Your answer must be every record below, written out exactly as it appears.

##### Material to process #####

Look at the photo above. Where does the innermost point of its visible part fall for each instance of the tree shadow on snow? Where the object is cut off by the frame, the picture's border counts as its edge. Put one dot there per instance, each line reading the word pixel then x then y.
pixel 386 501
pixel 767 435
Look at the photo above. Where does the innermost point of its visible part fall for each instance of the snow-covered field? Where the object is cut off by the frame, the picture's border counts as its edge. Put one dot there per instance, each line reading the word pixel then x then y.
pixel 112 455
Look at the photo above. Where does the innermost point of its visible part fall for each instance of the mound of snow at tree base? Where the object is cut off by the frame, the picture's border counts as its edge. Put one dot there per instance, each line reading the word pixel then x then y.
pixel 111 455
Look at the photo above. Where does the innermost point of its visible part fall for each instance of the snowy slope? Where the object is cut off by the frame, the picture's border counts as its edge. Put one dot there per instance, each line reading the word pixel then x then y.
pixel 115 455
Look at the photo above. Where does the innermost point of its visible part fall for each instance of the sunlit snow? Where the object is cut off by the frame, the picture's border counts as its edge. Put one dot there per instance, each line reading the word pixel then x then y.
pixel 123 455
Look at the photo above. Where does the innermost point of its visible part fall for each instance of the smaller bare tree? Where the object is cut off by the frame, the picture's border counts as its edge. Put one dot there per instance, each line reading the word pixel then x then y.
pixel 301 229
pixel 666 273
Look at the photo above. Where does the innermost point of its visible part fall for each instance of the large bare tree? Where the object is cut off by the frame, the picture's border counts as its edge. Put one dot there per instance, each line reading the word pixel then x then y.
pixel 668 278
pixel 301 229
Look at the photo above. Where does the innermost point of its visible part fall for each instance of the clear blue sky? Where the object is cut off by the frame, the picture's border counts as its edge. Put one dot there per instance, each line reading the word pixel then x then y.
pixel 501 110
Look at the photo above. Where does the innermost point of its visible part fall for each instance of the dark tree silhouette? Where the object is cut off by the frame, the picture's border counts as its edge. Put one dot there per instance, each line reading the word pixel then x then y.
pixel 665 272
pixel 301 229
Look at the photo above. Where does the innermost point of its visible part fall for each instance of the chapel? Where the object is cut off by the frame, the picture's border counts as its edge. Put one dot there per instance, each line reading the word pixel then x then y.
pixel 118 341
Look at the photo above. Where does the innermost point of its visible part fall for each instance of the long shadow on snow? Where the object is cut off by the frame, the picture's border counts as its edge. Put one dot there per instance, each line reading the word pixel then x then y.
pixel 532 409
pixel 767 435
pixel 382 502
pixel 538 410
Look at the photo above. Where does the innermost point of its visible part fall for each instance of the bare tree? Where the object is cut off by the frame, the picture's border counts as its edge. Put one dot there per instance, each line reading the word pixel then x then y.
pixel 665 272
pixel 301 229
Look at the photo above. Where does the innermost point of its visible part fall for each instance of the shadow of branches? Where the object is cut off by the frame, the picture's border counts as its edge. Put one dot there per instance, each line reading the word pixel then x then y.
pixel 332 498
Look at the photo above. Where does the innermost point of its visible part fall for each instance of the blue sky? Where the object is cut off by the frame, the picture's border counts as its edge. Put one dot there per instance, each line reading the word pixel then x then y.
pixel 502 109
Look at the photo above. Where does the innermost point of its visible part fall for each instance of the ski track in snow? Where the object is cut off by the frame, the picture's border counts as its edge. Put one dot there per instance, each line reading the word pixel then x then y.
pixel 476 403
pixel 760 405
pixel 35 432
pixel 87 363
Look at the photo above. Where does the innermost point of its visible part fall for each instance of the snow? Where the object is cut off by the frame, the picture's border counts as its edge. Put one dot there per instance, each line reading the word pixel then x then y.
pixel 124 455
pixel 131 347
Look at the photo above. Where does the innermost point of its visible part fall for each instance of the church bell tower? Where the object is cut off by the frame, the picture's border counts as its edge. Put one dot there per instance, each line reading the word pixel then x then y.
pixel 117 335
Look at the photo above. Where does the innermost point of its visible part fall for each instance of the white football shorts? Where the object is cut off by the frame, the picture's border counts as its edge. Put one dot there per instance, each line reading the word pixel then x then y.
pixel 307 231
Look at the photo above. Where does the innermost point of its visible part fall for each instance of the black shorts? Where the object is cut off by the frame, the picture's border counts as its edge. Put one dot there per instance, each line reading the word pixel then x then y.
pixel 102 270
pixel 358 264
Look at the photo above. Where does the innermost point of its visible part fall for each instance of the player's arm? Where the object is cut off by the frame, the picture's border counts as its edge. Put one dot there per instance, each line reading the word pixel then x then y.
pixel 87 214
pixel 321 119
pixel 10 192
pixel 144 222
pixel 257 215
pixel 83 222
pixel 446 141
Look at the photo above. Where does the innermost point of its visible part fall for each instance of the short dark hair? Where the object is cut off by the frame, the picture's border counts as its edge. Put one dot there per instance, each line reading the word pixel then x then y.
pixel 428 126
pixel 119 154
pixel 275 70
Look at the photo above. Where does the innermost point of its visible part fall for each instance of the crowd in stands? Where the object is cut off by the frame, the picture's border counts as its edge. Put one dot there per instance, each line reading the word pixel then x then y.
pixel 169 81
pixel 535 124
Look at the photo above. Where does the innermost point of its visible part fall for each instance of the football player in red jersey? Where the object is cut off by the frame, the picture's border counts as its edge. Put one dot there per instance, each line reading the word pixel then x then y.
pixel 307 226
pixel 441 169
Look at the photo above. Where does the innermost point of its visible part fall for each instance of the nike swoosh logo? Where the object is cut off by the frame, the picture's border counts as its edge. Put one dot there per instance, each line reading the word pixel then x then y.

#####

**Worked solution:**
Look at the photo above. Where does the innermost point of its visible part fall for each instance of the tree shadow on snow? Where the object is cut off by the frame, the picture's border counts as its edge. Put one dot there per instance, each line reading the word pixel then x then y.
pixel 386 501
pixel 767 435
Look at the photo above. Where does the innermost point of its visible part fall for each instance of the snow-covered field? Where the object is cut off by the frame, the picture's border counts as its edge. Put one dot there per instance, each line reading the word pixel then x then y.
pixel 112 455
Look at the photo above. Where does the innermost point of its visible part fall for each instance of the mound of snow at tree base? Where the object is cut off by the frame, the picture's border counts as its edge. Put one dot there per instance, each line reading the word pixel then x then y.
pixel 111 455
Look at the photo above. Where does the innermost point of its visible part fall for each instance of the snowy slope? Where the object is cut off by the frame, the picture's border counts as its edge. Put one dot there per instance, each line reading the word pixel then x then y.
pixel 115 455
Look at the photo above. Where does the innermost point of its visible part fall for each instance of the sunlit snow? Where the object is cut off by the frame, the picture's border counts as its edge. Put one dot there per instance, each line reading the word pixel then x then y.
pixel 123 455
Look at the photo above. Where does the innermost point of its visible part fall for each instance of the smaller bare tree? Where the object is cut off by the frame, the picture's border counts as its edge. Put one dot there per instance, each line reading the word pixel then x then y.
pixel 301 229
pixel 666 273
Look at the photo above. Where does the innermost point of its visible part fall for each instance of the large bare tree? Where the object is cut off by the frame, the picture's border counts as its edge. Put one dot there per instance, each line reading the word pixel then x then y.
pixel 668 278
pixel 301 229
Look at the photo above. Where does the innermost point of its visible part fall for each instance of the clear blue sky? Where the object is cut off by the frame, the picture's border counts as its edge. Put one dot there per instance, each line reading the word pixel then x then y.
pixel 501 110
Look at the photo above. Where does the innermost point of its visible part fall for each instance of the dark tree silhouette? Where the object is cut off by the frame, the picture's border counts as its edge. Put one dot there per instance, each line reading the word pixel then x then y.
pixel 665 272
pixel 301 229
Look at the photo above. Where does the innermost point of its visible part fall for each instance of the chapel? Where the object is cut off by the frame, the picture's border counts as its edge. Put one dot there per instance, each line reading the word pixel then x then y.
pixel 118 341
Look at the photo above. Where does the innermost point of its visible part fall for each instance of the long shadow on snow? Where the object is cut off by the frame, the picture's border counts as its edge. Put one dot there per instance, each line reading the word pixel then x then y.
pixel 532 409
pixel 767 435
pixel 382 502
pixel 538 410
Look at the photo above. Where does the innermost point of its visible part fall for each instance of the bare tree? Where the object is cut off by the frame, the picture's border counts as its edge. Put one dot there per instance, each line reading the word pixel then x then y.
pixel 665 272
pixel 301 229
Look at the photo above. Where does the innermost point of its visible part fall for each instance of the shadow of branches? Where the object is cut off by the frame, the picture's border counts as its edge. Put one dot there per instance, each line reading the word pixel then x then y.
pixel 332 498
Look at the photo above. Where does the innermost point of its visible part fall for each instance of the blue sky? Where the object is cut off by the frame, the picture's border counts as its edge. Put one dot there per instance, each line reading the word pixel then x then y.
pixel 502 109
Look at the photo above. Where does the innermost point of its visible part fall for each instance of the ski track in snow? Where the object is cut off by the frame, the picture's border counts as its edge. Put one dot there per instance, each line reading the word pixel then x then y.
pixel 476 403
pixel 760 405
pixel 35 432
pixel 87 363
Look at the photo above. Where does the innermost point of its visible part fall for each instance of the snow? Where the object is cut off by the frame, the picture's border counts as its edge. Put one dot there per instance, each line reading the word pixel then x then y.
pixel 124 455
pixel 131 347
Look at the photo above. Where does the innermost point of its visible part fall for each instance of the church bell tower? Where the object is cut off by the frame, the picture's border counts as its edge. Put one dot there per instance, each line reading the word pixel then x then y.
pixel 117 335
Look at the photo above. Where does the innermost point of its visible part fall for each instance of the white football shorts? Where the object is cut off by the frame, the picture's border counts as its edge. Put one dot there per instance, each line reading the word pixel then x then y.
pixel 307 231
Look at the photo above. Where does the innermost point of its visible part fall for each instance of the black shorts? Where the object is cut off by the frame, the picture's border counts as its edge. Put one dot there per instance, each line reading the word pixel then x then y.
pixel 102 270
pixel 358 264
Look at the photo above. Where does the innermost point of its visible part fall for each instance of the player's arm? Where the object is cut off by the frame, the picture's border counts as its edge. Put one dot there per instance, each line reading the word pixel then x then y.
pixel 87 214
pixel 321 119
pixel 10 192
pixel 144 222
pixel 257 215
pixel 83 222
pixel 446 141
Look at the photo above. Where does the innermost point of its visible part fall for each instance of the short dark hair? Where the object is cut off by the frame, the picture's border counts as its edge. Put one dot there per instance, each line reading the word pixel then x then y.
pixel 428 126
pixel 119 154
pixel 275 70
Look at the photo above. Where does the innermost point of its visible part fall for each instance of the crowd in stands? Where the object is cut off by the frame, the picture's border counts as its edge. Put one dot there per instance, each line reading the word pixel then x then y.
pixel 169 81
pixel 535 124
Look at the photo above. Where does the innermost point of its visible part fall for each instance of the football player in red jersey? Where the object is cut off by the frame, the picture's border counts as its edge. Put one dot there per instance, each line reading the word pixel then x then y.
pixel 307 226
pixel 441 169
Look at the photo above. Where does the innermost point of its visible part fall for each instance of the nike swoosh logo? Where the object is cut off by the frame, the picture's border counts as its edge. Put one dot there per instance, each line reading the word pixel then x then y.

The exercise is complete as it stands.